**What this task involves**
Rewrite the Hurricane Harvey text below, everything from "The following is" down to "the newspaper said.", and change "Texas Coast" to "Gulf Coast".

Thousands of rescues have been achieved thus far; hundreds are in the queue as rescue workers collapse from fatigue.

As torrential rains continue, water pressure is threatening the security of upstream reservoir dams and must be relieved.  In unprecedented events, decision makers must guess at what is the best of all the worst-case-choices.  Their decision to do a controlled release of thousands of cubic feet of water per second may save the dams but will surely add to the already devastating flooding around the Bufflao Bayou, which runs right through downtown Houston.

Recovery from this epic catastrophe will likely take years.

People interviewed on television are being asked to compare and contrast this hurricane to others they have endured.  Their answers are pretty much the same; in effect, no respondent has ever seen anything like this, nor could they have imagined it.

Herein lies the rub.

Days prior to Harvey making landfall, predictions were made of it stalling over the area, dumping record amounts of rainfall of two to four feet.  That’s right, FOUR FEET!

Here is a tweeted warning from Eric Holthaus from August 23rd, two days before the storm came ashore.  His full article in Grist is linked to his name:

The following quote is taken directly from Tropical Atlantic Update, author: Brian McNoldy, Senior Research Associate at University of Miami’s Rosenstiel School of Marine and Atmospheric Science:

There have been the usual “this came out of nowhere” and “we didn’t think it would be this bad” statements from officials. This is very unfortunate and irresponsible… this event was very well forecast and advertised for several days in advance.  Forecasts of widespread 15-20″ totals with some areas seeing 40 inches or more will verify. 

As someone who tries to get this information out, it’s frustrating and infuriating when people who should know better claim they had no warning.

The general public seems to fear the category rating of a storm more than the rainfall forecast, yet rain is historically responsible for 3.3 times more fatalities than wind for hurricanes hitting the United States.  Storms like Harvey may help to make the public more aware that rain is a very big deal, even though it’s not a part of the Saffir-Simpson category rating.

Despite the dire predictions about Hurricane Harvey, many individuals chose not to evacuate.

It was not only individuals who dismissed warnings.  The potential devastation of a storm like Harvey hitting Houston has been known by officials in Texas for years; yet few of the necessary precautions were implemented by them in time to minimize the dangers.

The following is excerpted from the full text of Hell and High Water by Neena Satija and Kiah Collier for The Texas Tribune, and Al Shaw and Jeff Larson for ProPublica, March 3, 2016, 8:59 a.m.

State leaders had known the specifics of a worst-case hurricane years before Ike.

In the mid–2000s, then-Gov. Rick Perry’s office asked researchers at the University of Texas at Austin’s Center for Space Research to imagine monster storms pummeling the Texas Coast. They predicted that such a storm hitting the Houston area could cause $73 billion in damage and harm hundreds of industrial and commercial structures.

“Very likely, hundreds, perhaps even thousands would die,” the Houston Chronicle wrote in 2005, describing the scenario. The storm would also flood the homes of about 600,000 residents of Harris County, home to Houston, the newspaper said.

**Material**
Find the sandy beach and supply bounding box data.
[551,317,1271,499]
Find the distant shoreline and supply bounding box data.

**Answer to the problem**
The following is excerpted from the full text of Hell and High Water by Neena Satija and Kiah Collier for The Texas Tribune, and Al Shaw and Jeff Larson for ProPublica, March 3, 2016, 8:59 a.m.

State leaders had known the specifics of a worst-case hurricane years before Ike.

In the mid–2000s, then-Gov. Rick Perry’s office asked researchers at the University of Texas at Austin’s Center for Space Research to imagine monster storms pummeling the Gulf Coast. They predicted that such a storm hitting the Houston area could cause $73 billion in damage and harm hundreds of industrial and commercial structures.

“Very likely, hundreds, perhaps even thousands would die,” the Houston Chronicle wrote in 2005, describing the scenario. The storm would also flood the homes of about 600,000 residents of Harris County, home to Houston, the newspaper said.